### Activity
From the listing below, pull each line that includes "chair".

### Dataset excerpts

········

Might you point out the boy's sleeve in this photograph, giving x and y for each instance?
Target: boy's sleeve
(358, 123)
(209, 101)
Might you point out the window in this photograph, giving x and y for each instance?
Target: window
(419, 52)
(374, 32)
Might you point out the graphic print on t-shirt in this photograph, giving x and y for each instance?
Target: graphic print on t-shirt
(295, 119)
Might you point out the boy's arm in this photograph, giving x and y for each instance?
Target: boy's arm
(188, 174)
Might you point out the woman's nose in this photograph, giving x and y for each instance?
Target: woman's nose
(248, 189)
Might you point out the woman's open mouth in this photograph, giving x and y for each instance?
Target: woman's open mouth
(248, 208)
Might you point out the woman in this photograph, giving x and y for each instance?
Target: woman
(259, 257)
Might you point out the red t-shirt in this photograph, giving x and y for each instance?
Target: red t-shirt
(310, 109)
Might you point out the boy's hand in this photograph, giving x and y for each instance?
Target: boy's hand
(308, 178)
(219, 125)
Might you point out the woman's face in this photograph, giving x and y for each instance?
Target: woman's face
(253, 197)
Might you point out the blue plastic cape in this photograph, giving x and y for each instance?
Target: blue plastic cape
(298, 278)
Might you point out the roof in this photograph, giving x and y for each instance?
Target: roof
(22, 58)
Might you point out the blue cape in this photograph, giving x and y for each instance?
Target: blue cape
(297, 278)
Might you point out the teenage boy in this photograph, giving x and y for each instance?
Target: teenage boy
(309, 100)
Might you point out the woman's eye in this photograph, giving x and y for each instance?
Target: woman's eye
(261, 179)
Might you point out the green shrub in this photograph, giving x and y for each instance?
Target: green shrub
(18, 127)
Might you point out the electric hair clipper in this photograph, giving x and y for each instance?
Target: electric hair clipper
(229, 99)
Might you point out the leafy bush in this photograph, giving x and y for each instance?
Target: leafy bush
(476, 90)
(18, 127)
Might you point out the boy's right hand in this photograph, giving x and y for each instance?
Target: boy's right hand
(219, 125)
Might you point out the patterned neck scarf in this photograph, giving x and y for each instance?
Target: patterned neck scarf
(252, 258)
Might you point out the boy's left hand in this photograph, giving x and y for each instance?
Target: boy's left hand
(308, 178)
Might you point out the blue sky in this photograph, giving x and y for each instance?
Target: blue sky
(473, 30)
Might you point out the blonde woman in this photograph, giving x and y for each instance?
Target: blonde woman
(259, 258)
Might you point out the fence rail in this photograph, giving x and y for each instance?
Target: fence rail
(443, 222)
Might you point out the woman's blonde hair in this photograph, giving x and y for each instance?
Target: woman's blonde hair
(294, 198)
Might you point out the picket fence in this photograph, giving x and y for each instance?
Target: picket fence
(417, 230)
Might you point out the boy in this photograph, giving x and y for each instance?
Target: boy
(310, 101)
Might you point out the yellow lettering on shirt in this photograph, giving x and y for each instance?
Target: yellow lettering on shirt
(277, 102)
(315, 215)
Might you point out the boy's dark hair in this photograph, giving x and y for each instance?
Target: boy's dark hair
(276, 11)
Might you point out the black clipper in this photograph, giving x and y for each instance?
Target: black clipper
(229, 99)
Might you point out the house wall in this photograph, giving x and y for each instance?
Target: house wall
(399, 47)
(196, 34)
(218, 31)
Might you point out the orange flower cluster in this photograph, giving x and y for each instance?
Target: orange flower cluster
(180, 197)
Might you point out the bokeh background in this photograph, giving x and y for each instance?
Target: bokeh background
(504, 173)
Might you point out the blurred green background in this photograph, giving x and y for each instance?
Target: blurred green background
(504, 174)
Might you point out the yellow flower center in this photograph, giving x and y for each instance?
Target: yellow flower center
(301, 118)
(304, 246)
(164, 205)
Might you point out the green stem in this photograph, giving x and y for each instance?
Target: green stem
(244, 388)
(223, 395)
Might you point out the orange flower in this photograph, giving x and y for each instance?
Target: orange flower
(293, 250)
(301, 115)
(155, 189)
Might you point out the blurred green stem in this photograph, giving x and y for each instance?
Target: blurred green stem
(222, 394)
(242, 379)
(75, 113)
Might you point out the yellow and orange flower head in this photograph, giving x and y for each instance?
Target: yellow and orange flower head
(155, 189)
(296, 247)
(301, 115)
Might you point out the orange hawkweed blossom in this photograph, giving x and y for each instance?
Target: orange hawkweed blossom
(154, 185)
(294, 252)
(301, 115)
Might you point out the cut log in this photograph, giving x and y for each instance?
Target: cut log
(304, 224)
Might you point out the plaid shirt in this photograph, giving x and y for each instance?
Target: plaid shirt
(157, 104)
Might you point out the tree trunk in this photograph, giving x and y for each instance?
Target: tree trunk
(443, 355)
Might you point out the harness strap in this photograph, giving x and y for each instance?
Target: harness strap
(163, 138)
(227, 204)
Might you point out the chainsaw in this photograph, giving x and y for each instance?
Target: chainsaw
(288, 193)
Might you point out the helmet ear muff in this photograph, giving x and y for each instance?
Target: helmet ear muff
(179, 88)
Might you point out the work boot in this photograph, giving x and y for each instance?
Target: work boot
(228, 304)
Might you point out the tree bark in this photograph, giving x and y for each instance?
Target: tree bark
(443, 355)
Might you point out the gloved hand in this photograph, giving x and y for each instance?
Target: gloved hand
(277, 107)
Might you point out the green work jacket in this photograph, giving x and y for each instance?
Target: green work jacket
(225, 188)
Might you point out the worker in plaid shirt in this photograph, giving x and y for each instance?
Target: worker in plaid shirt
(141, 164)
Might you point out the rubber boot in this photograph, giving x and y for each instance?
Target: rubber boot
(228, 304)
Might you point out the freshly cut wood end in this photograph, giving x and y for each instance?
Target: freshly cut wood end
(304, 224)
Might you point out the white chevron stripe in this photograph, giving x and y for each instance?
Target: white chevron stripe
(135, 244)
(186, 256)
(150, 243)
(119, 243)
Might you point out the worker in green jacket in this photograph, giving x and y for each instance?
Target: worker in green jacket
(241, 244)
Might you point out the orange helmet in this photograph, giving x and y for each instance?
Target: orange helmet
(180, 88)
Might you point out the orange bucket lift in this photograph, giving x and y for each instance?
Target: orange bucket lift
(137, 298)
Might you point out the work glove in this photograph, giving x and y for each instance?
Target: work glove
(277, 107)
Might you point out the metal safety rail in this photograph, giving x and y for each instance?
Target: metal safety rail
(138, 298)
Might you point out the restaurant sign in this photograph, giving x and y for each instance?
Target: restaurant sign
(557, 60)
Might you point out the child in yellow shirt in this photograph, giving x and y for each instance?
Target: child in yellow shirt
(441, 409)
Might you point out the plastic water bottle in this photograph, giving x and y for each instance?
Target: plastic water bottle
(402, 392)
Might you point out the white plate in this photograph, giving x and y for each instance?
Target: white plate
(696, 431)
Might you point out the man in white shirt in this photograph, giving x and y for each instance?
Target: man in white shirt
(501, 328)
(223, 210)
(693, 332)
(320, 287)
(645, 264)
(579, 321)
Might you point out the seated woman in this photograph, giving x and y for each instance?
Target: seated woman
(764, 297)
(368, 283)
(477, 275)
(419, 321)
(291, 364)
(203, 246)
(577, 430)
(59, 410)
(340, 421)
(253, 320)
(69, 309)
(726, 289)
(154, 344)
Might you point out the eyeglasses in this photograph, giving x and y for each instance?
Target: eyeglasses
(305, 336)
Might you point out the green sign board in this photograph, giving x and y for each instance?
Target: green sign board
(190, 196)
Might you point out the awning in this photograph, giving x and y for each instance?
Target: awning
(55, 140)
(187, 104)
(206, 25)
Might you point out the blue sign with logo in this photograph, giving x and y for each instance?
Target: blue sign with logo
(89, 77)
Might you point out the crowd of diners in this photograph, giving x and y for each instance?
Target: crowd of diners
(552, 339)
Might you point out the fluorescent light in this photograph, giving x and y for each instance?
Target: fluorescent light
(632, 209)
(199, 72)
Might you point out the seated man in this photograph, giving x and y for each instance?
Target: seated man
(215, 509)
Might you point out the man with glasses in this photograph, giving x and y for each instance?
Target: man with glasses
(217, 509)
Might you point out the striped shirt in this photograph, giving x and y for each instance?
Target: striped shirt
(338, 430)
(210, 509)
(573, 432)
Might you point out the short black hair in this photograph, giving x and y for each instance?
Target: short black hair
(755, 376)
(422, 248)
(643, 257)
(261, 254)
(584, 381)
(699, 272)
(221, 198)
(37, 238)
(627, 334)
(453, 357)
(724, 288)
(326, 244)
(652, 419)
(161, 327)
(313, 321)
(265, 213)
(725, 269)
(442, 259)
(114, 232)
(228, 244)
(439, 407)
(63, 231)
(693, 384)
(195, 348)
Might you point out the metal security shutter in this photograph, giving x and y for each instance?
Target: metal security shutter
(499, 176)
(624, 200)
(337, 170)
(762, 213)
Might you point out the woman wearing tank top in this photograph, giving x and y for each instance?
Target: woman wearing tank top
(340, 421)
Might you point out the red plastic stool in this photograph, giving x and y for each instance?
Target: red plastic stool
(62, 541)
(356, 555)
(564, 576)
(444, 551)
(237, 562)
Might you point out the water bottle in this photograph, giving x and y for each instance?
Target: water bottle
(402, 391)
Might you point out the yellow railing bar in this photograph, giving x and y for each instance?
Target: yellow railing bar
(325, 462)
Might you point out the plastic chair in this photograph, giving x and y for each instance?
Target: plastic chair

········

### Task output
Might you point out the plastic chair in this photograph, giving x and y for each instance?
Target: plastic chair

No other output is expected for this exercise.